# Holiday Home in US advice needed



## blueskies (Aug 10, 2009)

Hi, I really want to take advantage of the foreclosure prices in the US and get a holiday home there for when visiting Disney, areas i'm interested in are Florida or California, anywhere in a safe area and close to DisneyWorld FL or DisneyLand CA as thats where we'll be visiting.

I need to know whats involved in a UK national owning a home in the US in those states, would I need any sort of paperwork and what would the costs be on average on someone living abroad keeping a home there?? 

If I were to buy one we will b there 2-4weeks a yr during school holidays no longer, am I allowed to do that? Any advice is appreciated, thanks


----------



## Fatbrit (May 8, 2008)

Welcome! Some ideas for ya:

Owning a home gives you no immigration benefit. It actually raises the level of immigrant intent, which can lead to denied entry. So even though you may own a home, you have no right to even visit it.

House insurance will be higher if you don't live there and also because you will be able to establish a credit history.

IRS will withhold a percentage on sale for capital gains purposes.

Property tax can be steep.
:::::
## TASK A
Could you render the records starting at the line containing "Scan the image above and detect white parking" and ending at the line containing "[47,130,68,173]" as a JSON list of strings, one string per line with blank lines omitted?
:::::
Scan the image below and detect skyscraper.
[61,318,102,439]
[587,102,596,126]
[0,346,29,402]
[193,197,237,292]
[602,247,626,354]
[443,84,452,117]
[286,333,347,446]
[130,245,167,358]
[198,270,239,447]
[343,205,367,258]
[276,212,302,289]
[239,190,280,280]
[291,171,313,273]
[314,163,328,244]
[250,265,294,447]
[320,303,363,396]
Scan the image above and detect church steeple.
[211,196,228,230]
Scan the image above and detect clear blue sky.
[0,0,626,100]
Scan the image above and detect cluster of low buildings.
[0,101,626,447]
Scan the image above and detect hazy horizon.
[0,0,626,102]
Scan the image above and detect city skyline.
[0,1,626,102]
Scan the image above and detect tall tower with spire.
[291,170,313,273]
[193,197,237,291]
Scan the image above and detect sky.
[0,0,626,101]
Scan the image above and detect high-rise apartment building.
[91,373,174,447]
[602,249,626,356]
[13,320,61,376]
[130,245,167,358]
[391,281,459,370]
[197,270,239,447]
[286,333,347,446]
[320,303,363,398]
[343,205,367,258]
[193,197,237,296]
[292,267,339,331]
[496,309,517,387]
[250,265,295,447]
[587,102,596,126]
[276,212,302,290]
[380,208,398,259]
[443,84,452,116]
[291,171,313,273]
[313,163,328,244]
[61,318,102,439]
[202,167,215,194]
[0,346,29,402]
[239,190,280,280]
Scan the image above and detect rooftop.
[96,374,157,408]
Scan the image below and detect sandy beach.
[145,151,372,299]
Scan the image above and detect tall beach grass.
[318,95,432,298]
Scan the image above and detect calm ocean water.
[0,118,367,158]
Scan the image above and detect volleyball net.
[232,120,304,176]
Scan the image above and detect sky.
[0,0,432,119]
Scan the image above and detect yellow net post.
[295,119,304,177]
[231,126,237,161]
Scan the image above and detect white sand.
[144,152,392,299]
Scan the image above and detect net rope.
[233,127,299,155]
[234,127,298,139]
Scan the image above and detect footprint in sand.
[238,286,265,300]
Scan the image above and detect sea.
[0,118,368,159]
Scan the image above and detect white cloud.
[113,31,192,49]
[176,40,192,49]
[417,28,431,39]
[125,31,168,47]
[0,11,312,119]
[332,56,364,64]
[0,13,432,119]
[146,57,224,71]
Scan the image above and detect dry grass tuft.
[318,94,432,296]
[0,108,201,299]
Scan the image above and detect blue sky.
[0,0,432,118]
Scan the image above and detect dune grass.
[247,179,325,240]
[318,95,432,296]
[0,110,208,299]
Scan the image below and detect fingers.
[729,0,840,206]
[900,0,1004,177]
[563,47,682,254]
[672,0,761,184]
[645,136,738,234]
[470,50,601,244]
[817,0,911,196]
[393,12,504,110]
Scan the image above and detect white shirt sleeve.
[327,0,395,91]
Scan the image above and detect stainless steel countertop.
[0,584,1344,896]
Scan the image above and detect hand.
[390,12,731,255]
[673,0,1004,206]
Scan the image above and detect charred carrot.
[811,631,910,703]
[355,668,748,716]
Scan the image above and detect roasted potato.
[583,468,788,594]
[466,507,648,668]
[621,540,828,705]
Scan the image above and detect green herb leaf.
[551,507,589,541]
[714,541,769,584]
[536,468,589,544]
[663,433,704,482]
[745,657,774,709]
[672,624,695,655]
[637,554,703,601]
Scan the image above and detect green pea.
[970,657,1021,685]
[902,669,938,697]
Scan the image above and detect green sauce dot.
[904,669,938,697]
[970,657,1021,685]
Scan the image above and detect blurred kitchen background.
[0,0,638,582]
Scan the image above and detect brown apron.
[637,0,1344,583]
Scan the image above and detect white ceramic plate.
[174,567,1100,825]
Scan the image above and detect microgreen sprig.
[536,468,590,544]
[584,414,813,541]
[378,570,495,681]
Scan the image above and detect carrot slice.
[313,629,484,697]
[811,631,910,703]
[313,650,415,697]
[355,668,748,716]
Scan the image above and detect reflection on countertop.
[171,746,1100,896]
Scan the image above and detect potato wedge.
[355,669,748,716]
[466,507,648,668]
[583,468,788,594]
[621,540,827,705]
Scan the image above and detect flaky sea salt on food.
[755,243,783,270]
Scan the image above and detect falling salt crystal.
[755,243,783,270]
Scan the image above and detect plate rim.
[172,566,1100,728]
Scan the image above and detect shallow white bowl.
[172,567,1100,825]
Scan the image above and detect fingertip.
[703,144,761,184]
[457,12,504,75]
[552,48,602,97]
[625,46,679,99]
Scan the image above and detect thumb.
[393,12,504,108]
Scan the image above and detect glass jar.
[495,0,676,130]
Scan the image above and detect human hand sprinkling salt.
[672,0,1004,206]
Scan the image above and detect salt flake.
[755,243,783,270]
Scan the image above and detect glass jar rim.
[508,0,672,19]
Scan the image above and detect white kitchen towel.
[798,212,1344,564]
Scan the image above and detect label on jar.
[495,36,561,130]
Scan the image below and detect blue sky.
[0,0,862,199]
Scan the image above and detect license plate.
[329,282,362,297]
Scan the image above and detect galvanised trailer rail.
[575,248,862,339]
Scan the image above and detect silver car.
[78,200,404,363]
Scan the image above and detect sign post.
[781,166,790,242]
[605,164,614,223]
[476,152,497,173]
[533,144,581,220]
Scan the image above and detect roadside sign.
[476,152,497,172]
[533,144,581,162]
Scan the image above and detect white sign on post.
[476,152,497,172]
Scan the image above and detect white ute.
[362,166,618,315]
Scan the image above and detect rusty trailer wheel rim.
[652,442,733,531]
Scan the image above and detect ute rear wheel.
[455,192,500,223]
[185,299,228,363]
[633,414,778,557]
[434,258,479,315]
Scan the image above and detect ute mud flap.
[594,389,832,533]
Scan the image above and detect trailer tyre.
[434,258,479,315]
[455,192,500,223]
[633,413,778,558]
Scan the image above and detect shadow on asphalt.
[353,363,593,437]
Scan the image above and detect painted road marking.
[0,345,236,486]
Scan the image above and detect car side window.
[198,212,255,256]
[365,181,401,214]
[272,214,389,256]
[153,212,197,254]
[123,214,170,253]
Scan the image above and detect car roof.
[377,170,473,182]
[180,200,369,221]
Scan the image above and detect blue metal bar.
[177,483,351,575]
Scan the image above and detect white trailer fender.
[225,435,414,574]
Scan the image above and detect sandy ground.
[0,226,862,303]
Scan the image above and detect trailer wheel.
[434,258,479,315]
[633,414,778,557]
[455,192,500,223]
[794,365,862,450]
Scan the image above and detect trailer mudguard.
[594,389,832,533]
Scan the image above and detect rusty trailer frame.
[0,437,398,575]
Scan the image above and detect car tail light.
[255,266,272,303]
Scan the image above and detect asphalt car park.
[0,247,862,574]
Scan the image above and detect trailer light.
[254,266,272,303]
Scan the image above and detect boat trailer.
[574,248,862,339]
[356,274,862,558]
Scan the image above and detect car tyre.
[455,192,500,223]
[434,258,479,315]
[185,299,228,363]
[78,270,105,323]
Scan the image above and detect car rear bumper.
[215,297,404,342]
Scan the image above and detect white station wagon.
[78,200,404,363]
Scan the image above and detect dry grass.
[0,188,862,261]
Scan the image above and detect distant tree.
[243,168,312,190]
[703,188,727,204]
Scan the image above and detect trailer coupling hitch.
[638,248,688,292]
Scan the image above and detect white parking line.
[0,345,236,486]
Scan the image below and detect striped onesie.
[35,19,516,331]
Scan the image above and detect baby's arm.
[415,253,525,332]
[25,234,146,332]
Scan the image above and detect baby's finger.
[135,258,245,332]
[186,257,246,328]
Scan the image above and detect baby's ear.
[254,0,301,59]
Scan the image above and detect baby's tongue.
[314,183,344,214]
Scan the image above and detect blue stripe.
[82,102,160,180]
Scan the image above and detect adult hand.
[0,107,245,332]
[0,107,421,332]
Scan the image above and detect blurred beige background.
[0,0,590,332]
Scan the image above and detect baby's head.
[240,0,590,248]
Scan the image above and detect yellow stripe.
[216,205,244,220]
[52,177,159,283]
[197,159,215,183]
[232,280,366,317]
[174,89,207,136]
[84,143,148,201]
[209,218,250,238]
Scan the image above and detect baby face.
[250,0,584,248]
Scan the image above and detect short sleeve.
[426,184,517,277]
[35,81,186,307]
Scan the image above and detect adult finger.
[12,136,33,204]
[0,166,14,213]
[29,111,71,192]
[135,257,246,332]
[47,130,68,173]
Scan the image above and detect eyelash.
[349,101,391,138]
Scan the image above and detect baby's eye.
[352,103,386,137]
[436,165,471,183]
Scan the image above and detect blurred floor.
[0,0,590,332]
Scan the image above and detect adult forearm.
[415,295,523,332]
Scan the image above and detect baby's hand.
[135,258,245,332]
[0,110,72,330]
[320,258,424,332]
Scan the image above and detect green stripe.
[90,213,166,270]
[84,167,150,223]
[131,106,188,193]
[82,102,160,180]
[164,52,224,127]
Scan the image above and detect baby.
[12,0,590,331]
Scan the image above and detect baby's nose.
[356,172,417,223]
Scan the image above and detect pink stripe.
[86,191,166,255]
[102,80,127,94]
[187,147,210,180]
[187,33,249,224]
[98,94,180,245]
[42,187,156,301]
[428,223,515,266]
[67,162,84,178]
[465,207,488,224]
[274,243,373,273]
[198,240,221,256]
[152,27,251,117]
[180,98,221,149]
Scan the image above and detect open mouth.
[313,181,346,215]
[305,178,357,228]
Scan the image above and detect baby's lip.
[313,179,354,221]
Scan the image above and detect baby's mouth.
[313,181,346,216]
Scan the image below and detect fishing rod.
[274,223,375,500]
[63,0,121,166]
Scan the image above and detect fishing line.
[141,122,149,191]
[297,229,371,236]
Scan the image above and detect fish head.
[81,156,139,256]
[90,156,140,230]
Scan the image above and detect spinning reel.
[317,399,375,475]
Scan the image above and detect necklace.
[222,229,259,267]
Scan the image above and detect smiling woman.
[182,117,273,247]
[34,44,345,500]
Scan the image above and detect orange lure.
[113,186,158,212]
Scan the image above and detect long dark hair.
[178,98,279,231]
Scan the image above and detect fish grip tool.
:::::
## TASK B
Could you continue the forum thread about a UK national owning a US holiday home from the point where it stops?

## REPLY A
[
  "Scan the image above and detect white parking line.",
  "[0,345,236,486]",
  "Scan the image below and detect striped onesie.",
  "[35,19,516,331]",
  "Scan the image above and detect baby's arm.",
  "[415,253,525,332]",
  "[25,234,146,332]",
  "Scan the image above and detect baby's finger.",
  "[135,258,245,332]",
  "[186,257,246,328]",
  "Scan the image above and detect baby's ear.",
  "[254,0,301,59]",
  "Scan the image above and detect baby's tongue.",
  "[314,183,344,214]",
  "Scan the image above and detect blue stripe.",
  "[82,102,160,180]",
  "Scan the image above and detect adult hand.",
  "[0,107,245,332]",
  "[0,107,421,332]",
  "Scan the image above and detect blurred beige background.",
  "[0,0,590,332]",
  "Scan the image above and detect baby's head.",
  "[240,0,590,248]",
  "Scan the image above and detect yellow stripe.",
  "[216,205,244,220]",
  "[52,177,159,283]",
  "[197,159,215,183]",
  "[232,280,366,317]",
  "[174,89,207,136]",
  "[84,143,148,201]",
  "[209,218,250,238]",
  "Scan the image above and detect baby face.",
  "[250,0,584,248]",
  "Scan the image above and detect short sleeve.",
  "[426,184,517,277]",
  "[35,81,186,307]",
  "Scan the image above and detect adult finger.",
  "[12,136,33,204]",
  "[0,166,14,213]",
  "[29,111,71,192]",
  "[135,257,246,332]",
  "[47,130,68,173]"
]

## REPLY B
----------



## blueskies (Aug 10, 2009)

I forgot to say, I don't want to live there just visit regularly because of Disney so immigration isnt really a problem as were allowed 3months automatically and I never stay that long anyway just a month at the most during summer hols.
I've been to US lot's of times and although lovely, for me its just a place great for holidays not living, I wouldn't feel safe in a country where guns are so widely available and even carried to schools, not to say UK is any safer but I do feel safer in Europe than I do there. Great place for visiting tho so no offence to Americans.

I'm confused about the denied entry and no right to visit? I've never heard that before, why would that be? Sounds a bit extreme just for wanting a holiday home for somewhere we visit regularly, is there a new law thats come in I haven't heard of? lol.

Insurance and so on is what i'm most interested in, also any permit I might need to own a home there for not being a US citizen etc?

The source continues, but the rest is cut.